SUPPLIED PASSAGE:
# # # # #

The special contribution of such a study is that it reveals some young children’s voices in multiple ways. First, young children were given the opportunity to discuss specific education practices, which have been implemented over time in early year’s classes. This way I was able to produce data on the same topics but from children living in two different countries, national cultures and education provision. These children also had the opportunity to describe their ideal school for a child of their age, in the form of suggestions for establishing a school for Wilson, who did not want to go to school. In this case too, the children who offered their ideas came from Scotland and Greece and from different cultures and schooling. Subsequently, this data, e.g. children’s suggestions, thoughts, and ideas, is related to their rights so as to show which ones the participants themselves prioritized. The differences in priorities were explained based on children’s experience of schooling and their national cultures.

Why Children’s Rights?

Greece ratified the Convention on the rights of the child in 1992, whereas the UK, part of which is Scotland, in 1991. As a result, legislation pertaining to children in both countries is to conform to what is foreseen by the Convention. Some of the rights children have, according to the Convention, are not so easy to inform changes in the existing legislation due to the varieties of cultural perspectives of citizens in both countries on childhood, children, and their rights. For example, both countries have a mandatory curriculum, which means that some of its aspects, such as the goals of learning that children must achieve, cannot be negotiated or omitted to suit children’s interests or choices in accordance with article 12 of the Convention.

# # # # #

MATERIAL:
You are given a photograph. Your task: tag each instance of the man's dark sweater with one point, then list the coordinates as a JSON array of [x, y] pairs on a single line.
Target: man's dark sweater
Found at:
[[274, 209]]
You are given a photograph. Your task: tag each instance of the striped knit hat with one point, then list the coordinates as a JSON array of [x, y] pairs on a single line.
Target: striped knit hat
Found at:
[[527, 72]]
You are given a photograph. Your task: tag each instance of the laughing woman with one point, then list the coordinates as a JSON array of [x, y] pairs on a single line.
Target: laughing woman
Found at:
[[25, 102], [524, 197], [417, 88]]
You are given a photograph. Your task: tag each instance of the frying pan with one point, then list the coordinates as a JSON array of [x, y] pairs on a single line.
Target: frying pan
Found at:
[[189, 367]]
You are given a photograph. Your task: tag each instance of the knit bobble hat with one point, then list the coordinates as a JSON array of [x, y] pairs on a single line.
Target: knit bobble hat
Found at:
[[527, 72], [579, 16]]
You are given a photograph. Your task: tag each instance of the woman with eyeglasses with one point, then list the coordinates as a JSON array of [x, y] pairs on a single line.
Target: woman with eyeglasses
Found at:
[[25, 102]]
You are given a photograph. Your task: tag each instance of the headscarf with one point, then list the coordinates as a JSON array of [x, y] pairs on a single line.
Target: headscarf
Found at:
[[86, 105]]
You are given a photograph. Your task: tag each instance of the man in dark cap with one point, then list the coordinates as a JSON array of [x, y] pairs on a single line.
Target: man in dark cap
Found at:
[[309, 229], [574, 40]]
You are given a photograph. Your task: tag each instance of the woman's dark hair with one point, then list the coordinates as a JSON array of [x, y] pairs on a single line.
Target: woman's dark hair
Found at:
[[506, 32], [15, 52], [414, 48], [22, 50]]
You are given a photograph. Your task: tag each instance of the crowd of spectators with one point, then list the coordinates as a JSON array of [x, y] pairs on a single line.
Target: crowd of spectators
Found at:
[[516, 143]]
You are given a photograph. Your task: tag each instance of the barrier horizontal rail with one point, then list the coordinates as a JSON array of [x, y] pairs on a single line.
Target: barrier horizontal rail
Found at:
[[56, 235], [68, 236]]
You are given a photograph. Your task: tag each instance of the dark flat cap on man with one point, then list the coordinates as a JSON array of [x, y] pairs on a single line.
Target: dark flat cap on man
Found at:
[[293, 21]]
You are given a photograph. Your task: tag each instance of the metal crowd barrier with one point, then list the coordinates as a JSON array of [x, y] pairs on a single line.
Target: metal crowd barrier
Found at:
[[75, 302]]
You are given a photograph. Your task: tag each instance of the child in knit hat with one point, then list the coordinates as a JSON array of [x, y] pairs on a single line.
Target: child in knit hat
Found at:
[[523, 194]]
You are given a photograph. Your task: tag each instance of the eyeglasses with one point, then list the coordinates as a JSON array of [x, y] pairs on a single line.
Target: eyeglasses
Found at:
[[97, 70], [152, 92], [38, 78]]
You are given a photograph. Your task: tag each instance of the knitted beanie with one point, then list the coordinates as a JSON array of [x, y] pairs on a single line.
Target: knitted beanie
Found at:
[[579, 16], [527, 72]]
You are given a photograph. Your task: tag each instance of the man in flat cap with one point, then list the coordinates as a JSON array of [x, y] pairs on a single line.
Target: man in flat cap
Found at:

# # # # #

CHALLENGE 1: Name every country mentioned in the passage on children's voices and rights.
CHALLENGE 2: In the passage on children's voices and rights, what year did Greece ratify the Convention on the rights of the child?

FULL ANSWER 1: Scotland, Greece, and the UK

FULL ANSWER 2: 1992